- Exercise aim
Every line from the line containing "positive clicks: (443, 223)" through the final line below must be returned exactly, and no other line.

*** Opening Supplied information ***

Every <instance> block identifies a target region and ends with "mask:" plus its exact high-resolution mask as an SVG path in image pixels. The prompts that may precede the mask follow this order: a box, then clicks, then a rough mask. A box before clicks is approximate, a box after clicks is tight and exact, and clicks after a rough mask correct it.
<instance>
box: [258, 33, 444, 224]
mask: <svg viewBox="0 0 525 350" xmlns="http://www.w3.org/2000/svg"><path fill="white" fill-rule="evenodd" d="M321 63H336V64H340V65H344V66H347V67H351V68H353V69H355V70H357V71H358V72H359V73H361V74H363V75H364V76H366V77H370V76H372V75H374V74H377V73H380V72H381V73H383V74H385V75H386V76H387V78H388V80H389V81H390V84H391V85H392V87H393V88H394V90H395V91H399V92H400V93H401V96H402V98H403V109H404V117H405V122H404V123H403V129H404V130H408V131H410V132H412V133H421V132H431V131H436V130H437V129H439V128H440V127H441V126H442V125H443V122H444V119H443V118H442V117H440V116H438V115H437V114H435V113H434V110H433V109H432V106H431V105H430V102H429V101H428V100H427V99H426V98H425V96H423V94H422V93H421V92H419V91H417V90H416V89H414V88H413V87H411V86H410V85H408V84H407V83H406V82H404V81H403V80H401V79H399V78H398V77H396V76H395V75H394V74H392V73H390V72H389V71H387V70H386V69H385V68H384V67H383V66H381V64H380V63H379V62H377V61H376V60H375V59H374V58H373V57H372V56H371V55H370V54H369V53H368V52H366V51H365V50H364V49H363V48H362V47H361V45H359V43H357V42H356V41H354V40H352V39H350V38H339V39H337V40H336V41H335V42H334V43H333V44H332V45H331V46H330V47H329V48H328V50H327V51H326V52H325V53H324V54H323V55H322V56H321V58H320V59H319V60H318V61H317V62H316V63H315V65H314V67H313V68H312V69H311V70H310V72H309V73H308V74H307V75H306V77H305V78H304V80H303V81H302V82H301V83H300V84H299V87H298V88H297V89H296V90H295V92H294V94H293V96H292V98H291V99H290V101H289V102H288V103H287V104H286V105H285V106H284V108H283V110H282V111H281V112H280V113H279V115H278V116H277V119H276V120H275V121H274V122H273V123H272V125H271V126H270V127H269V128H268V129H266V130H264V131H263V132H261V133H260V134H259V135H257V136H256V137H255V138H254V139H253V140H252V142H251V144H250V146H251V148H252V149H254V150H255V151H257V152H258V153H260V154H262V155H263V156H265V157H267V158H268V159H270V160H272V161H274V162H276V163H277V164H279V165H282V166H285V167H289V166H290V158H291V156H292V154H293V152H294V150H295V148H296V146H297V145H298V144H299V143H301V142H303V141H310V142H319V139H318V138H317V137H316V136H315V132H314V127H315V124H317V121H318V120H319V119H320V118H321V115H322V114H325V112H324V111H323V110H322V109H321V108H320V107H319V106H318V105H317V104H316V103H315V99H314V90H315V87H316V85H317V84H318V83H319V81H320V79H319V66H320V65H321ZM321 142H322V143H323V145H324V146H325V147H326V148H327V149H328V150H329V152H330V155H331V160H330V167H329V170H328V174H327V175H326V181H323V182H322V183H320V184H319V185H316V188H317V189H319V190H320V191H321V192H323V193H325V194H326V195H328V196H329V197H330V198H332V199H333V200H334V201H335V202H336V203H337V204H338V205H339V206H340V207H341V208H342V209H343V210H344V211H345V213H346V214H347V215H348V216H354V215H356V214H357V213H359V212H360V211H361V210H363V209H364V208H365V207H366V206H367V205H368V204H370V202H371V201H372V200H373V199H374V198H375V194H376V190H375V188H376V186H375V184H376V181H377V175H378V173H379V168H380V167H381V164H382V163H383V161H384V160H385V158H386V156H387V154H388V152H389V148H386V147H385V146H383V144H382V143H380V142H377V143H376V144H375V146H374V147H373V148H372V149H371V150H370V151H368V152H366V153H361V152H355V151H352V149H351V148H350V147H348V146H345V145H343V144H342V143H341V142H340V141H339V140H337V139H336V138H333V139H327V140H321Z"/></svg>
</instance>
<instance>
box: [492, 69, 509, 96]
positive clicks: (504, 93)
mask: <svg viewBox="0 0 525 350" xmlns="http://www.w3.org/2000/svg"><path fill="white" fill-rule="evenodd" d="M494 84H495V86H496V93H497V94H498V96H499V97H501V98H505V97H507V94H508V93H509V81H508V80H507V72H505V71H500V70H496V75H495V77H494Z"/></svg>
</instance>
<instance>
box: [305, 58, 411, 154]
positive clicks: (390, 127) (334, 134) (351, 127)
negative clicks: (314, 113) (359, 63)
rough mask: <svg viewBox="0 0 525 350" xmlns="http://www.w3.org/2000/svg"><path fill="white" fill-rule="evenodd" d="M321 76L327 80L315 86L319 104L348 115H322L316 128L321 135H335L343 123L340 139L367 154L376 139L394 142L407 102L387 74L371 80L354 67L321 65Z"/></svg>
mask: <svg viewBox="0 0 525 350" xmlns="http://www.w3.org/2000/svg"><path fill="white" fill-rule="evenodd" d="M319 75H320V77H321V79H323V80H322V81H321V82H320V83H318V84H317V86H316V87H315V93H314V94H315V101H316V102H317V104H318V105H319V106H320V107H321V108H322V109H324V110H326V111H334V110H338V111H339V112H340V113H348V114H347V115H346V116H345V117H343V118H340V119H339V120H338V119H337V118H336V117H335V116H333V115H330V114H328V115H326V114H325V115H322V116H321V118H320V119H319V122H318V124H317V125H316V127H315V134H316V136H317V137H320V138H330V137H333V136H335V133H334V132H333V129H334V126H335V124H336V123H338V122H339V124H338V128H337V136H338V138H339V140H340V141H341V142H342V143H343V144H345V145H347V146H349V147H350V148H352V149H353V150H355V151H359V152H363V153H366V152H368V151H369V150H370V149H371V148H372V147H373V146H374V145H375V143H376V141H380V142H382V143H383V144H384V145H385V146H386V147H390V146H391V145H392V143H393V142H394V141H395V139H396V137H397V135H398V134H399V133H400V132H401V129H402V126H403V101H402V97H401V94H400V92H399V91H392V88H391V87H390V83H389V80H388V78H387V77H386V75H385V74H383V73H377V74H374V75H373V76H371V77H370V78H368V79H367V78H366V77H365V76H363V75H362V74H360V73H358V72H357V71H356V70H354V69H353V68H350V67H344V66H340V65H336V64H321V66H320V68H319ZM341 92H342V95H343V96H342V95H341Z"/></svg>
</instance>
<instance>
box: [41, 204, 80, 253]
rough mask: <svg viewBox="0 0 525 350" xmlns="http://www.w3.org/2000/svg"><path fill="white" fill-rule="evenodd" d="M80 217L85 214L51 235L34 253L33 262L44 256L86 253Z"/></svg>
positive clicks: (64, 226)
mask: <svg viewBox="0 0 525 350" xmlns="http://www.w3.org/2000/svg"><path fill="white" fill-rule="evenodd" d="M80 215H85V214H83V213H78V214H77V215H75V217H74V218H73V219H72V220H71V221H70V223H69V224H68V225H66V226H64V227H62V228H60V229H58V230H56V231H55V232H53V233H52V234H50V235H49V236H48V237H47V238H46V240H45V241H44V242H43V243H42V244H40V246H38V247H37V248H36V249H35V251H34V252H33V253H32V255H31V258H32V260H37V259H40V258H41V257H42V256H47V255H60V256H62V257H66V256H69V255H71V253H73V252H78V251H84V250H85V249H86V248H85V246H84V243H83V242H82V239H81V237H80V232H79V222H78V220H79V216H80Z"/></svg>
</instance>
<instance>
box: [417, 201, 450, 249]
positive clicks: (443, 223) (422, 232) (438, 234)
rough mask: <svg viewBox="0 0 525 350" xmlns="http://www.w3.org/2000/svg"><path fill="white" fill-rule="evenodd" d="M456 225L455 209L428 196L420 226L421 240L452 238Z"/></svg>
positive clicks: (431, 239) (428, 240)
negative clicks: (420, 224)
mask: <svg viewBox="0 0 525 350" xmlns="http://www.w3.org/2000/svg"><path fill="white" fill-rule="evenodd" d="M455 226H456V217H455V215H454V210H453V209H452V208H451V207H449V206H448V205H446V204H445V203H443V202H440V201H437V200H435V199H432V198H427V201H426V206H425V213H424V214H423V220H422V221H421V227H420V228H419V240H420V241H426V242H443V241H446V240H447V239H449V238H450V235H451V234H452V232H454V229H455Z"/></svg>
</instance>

*** Closing Supplied information ***

- Solution below
positive clicks: (443, 223) (422, 232) (438, 234)
rough mask: <svg viewBox="0 0 525 350" xmlns="http://www.w3.org/2000/svg"><path fill="white" fill-rule="evenodd" d="M456 225L455 209L428 196L420 226L421 240L452 238Z"/></svg>
positive clicks: (431, 239) (428, 240)
negative clicks: (420, 224)
mask: <svg viewBox="0 0 525 350" xmlns="http://www.w3.org/2000/svg"><path fill="white" fill-rule="evenodd" d="M455 226H456V217H455V215H454V210H453V209H452V208H451V207H449V206H448V205H446V204H445V203H443V202H440V201H437V200H435V199H432V198H427V201H426V206H425V213H424V214H423V220H422V221H421V227H420V228H419V240H420V241H426V242H443V241H446V240H447V239H449V238H450V235H451V234H452V232H454V229H455Z"/></svg>
</instance>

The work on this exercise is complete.